[TEXT EXCERPT start]
- Venue: Montreal, Quebec, Canada
- Date: 23–24 July 1976
- Competitors: 64 from 16 nations

Medalists
- 1st place, gold medalist(s):  / Gregor Braun, Günther Schumacher, Hans Lutz, Peter Vonhof / West Germany
- 2nd place, silver medalist(s):  / Aleksandr Perov, Viktor Sokolov, Vitaly Petrakov, Vladimir Osokin / Soviet Union
- 3rd place, bronze medalist(s):  / Ian Hallam, Ian Banbury, Michael Bennett, Robin Croker / Great Britain

= Cycling at the 1976 Summer Olympics – Men's team pursuit =

These are the official results of the Men's 4.000m Team Pursuit at the 1976 Summer Olympics in Montreal, Quebec, Canada, held on 23 and 24 July 1976. There were 64 participant from 16 nations. In the first round each team raced alone, with the first eight teams qualifying for the quarterfinals.
[TEXT EXCERPT end]
EXERCISE INSTRUCTIONS -
- 1) Render this sentence from the team pursuit results into French: "In the first round each team raced alone, with the first eight teams qualifying for the quarterfinals."
- 2) According to the team pursuit results, which nation's team took the silver medal?
- 3) Extend the 1976 Olympic men's team pursuit text beyond its final sentence.
The records that follow were taken from a separate source and are unrelated to the team pursuit results.
[MATERIAL start]
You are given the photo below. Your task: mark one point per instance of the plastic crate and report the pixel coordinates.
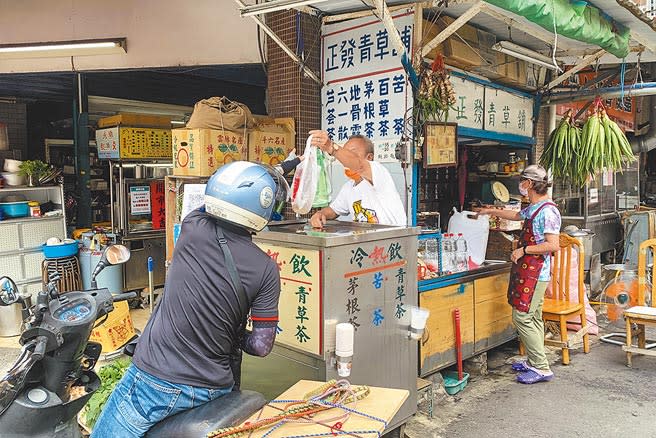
(116, 331)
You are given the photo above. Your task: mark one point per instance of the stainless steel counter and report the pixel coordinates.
(489, 267)
(348, 272)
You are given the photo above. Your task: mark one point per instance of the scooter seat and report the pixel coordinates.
(227, 411)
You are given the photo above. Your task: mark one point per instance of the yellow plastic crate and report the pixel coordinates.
(116, 331)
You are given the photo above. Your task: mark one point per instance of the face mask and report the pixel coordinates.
(522, 190)
(351, 174)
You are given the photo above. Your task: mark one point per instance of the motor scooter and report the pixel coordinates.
(53, 377)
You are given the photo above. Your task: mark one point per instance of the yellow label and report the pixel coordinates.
(300, 296)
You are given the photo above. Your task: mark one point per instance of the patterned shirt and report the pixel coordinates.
(546, 222)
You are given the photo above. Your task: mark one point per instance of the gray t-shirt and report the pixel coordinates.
(190, 335)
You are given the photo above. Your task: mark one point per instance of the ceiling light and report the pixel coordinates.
(64, 48)
(527, 55)
(275, 5)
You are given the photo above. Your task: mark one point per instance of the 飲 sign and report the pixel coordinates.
(366, 89)
(299, 309)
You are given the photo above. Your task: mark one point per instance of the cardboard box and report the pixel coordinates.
(199, 152)
(116, 331)
(136, 120)
(271, 140)
(133, 143)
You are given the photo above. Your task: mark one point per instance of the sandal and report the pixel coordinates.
(531, 376)
(520, 366)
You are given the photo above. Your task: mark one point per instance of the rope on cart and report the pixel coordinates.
(333, 394)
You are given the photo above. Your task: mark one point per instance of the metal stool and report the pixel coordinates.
(69, 273)
(425, 390)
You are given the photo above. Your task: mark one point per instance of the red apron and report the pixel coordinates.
(525, 273)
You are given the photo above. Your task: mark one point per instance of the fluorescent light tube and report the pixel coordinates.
(527, 55)
(275, 5)
(64, 48)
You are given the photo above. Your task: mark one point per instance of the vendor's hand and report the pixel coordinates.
(318, 220)
(485, 211)
(517, 254)
(321, 140)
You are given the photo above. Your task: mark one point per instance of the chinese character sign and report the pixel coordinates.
(299, 309)
(508, 113)
(366, 89)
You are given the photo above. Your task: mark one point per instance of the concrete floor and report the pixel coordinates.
(595, 396)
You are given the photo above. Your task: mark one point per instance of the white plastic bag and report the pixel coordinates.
(306, 178)
(474, 230)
[MATERIAL end]
ANSWERS BELOW -
- 1) Au premier tour, chaque équipe a couru seule, et les huit premières équipes se sont qualifiées pour les quarts de finale.

- 2) The Soviet Union.

- 3)
==Competition format==

The team pursuit competition consisted of a qualifying round and a 3-round knockout tournament, including a bronze medal race. Each race, in both the qualifying round and the knock-out rounds, consisted of two teams of 4 cyclists each starting from opposite sides of the track. The teams raced for 4,000 metres, attempting to finish with the fastest time (measured by the third rider) and, if possible, catch the other team. For the qualifying round, the eight fastest times overall (regardless of whether the team finished first or second in its heat, though any team that was overtaken was eliminated) earned advancement to the knockout rounds. In the knockout rounds, the winner of each heat advanced to the next round. Teams could change members between rounds.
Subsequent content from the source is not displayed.